• _Your assignment_
Only a number is wanted here. Tally the lines of the data that contain "below".

- - -

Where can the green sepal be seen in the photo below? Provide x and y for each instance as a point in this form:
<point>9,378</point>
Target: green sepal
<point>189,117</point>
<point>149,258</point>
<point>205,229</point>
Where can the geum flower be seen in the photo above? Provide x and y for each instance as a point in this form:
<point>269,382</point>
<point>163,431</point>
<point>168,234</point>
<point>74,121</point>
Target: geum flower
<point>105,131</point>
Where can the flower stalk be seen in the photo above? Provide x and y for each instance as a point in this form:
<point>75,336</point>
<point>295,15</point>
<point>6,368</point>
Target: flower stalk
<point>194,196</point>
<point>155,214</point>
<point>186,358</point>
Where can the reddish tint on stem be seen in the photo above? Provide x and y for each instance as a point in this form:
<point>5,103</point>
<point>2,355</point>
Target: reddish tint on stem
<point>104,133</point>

- - -

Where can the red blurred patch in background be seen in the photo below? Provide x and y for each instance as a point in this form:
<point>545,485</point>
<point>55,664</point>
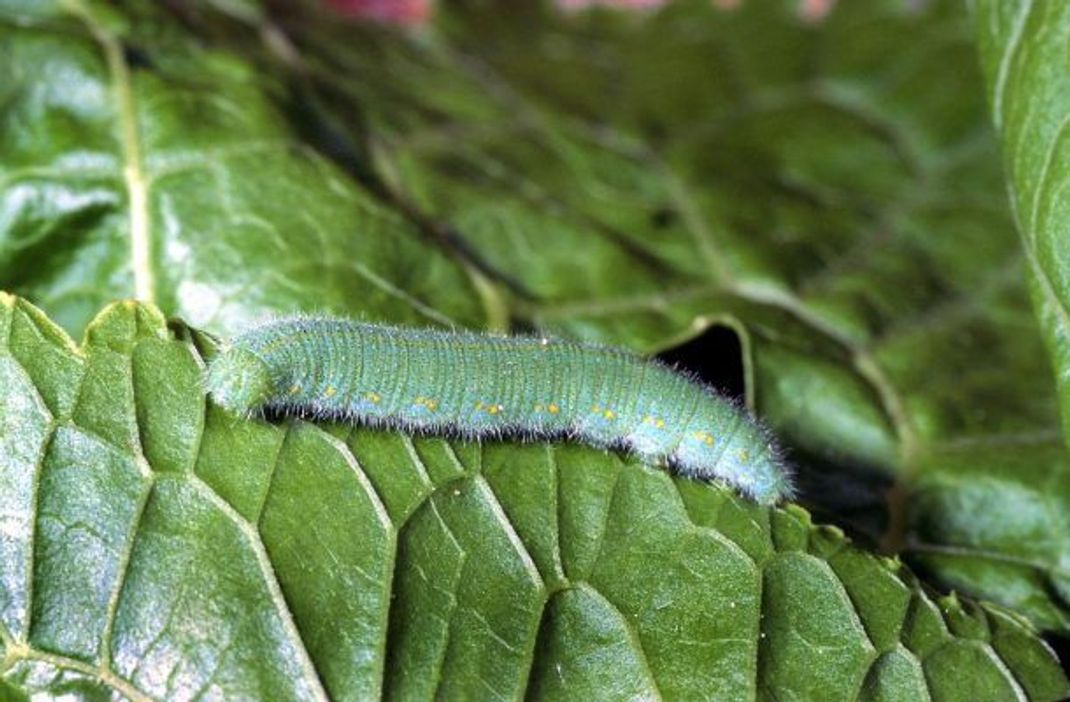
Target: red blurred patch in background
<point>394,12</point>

- - -

• _Output_
2